* [REQUESTS]:
**a)** Please decide whether each statement agrees with the article below, answering yes or no and quoting the words that settle it: (i) The Charter Review Committee's vote on Wednesday was unanimous. (ii) The Planning Board supported making the Select Board responsible for remedies when other boards violate the charter. (iii) The powers of the Planning Board are regulated by state law.
**b)** Repeat the article's text between "For example, the" and "by state law.", inclusive.

* [TEXT]:
————

By Stephen DravisiBerkshires Staff
WILLIAMSTOWN, Mass. — The Charter Review Committee on Wednesday voted unanimously to endorse an amended version of the compliance provision it drafted to be added to the Town Charter.
 
The committee accepted language designed to meet concerns raised by the Planning Board about separation of powers under the charter.
 
The committee's original compliance language — Article 32 on the annual town meeting warrant — would have made the Select Board responsible for determining a remedy if any other town board or committee violated the charter.
 
The Planning Board objected to that notion, pointing out that it would give one elected body in town some authority over another.
 
On Wednesday, Charter Review Committee co-Chairs Andrew Hogeland and Jeffrey Johnson, both members of the Select Board, brought their colleagues amended language that, in essence, gives authority to enforce charter compliance by a board to its appointing authority.
 
For example, the Select Board would have authority to determine a remedy if, say, the Community Preservation Committee somehow violated the charter. And the voters, who elect the Planning Board, would have ultimate say if that body violates the charter.
 
In reality, the charter says very little about what town boards and committees — other than the Select Board — can or cannot do, and the powers of bodies like the Planning Board are regulated by state law.

————

Location identification entries
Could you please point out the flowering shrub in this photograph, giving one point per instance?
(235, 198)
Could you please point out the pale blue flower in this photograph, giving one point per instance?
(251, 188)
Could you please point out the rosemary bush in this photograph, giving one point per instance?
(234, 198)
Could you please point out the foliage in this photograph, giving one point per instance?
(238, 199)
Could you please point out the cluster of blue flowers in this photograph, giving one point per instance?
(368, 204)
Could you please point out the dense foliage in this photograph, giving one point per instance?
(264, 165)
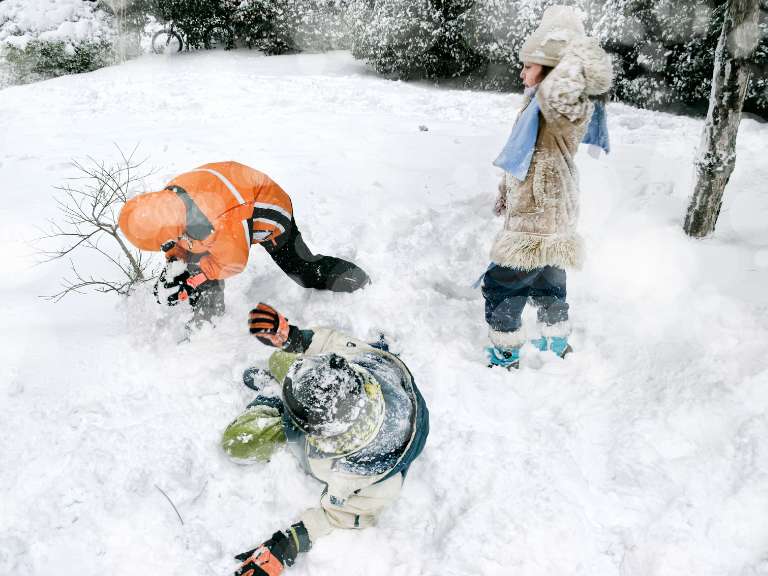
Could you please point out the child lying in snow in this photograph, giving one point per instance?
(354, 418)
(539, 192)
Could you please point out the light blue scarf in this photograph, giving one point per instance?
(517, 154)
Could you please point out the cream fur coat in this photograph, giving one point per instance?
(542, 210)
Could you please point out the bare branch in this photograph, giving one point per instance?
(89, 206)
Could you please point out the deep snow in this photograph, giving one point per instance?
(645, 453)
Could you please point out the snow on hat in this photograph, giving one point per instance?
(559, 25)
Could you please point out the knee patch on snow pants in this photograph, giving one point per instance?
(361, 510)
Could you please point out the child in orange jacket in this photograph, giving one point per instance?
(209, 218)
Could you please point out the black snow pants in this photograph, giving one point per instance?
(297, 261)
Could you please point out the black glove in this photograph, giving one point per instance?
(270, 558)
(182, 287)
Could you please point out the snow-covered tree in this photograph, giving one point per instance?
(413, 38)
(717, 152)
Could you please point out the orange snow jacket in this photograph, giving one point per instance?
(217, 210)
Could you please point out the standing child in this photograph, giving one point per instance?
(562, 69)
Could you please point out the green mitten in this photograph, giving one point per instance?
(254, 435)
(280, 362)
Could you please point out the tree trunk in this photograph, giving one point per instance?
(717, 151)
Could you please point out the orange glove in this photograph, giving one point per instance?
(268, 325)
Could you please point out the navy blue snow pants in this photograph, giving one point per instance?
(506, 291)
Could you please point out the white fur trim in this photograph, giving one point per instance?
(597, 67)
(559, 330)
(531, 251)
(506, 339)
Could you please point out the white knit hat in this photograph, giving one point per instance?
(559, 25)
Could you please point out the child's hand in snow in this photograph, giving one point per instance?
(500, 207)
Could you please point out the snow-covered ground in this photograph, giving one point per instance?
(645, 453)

————

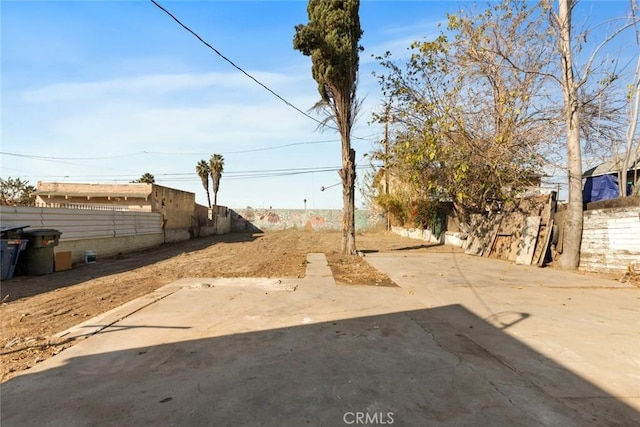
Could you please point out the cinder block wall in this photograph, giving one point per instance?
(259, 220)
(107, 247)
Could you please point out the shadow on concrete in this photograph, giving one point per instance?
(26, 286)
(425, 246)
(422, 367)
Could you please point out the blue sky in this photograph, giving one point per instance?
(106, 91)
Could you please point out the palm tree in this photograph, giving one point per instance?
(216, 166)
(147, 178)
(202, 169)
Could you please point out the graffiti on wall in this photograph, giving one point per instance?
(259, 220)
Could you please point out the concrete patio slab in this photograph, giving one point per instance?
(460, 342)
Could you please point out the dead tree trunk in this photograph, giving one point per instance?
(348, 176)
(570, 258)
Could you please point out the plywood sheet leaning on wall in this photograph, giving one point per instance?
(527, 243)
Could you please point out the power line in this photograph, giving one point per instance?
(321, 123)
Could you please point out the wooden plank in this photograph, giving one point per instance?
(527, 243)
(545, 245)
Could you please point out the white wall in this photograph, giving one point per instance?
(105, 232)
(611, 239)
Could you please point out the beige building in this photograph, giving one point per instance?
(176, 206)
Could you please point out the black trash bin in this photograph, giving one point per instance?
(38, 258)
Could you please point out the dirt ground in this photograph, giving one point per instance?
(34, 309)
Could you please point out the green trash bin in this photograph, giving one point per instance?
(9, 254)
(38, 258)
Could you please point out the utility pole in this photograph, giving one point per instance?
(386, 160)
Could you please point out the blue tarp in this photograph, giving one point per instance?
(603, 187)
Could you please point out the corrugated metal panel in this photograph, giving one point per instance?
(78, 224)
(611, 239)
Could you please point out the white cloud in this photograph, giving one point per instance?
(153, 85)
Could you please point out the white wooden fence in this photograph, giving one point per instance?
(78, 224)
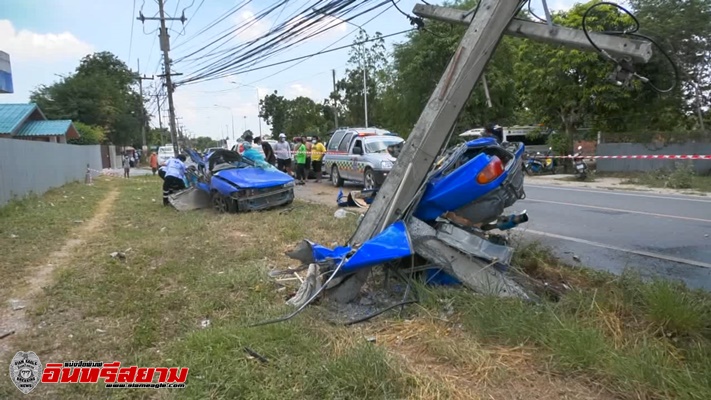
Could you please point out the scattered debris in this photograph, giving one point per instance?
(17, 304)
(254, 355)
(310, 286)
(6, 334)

————

* [RESPONSES BY TASK]:
**a)**
(i) Yes: "voted unanimously to endorse an amended version of the compliance provision"
(ii) No: "The Planning Board objected to that notion"
(iii) Yes: "the powers of bodies like the Planning Board are regulated by state law"

**b)**
For example, the Select Board would have authority to determine a remedy if, say, the Community Preservation Committee somehow violated the charter. And the voters, who elect the Planning Board, would have ultimate say if that body violates the charter.
 
In reality, the charter says very little about what town boards and committees — other than the Select Board — can or cannot do, and the powers of bodies like the Planning Board are regulated by state law.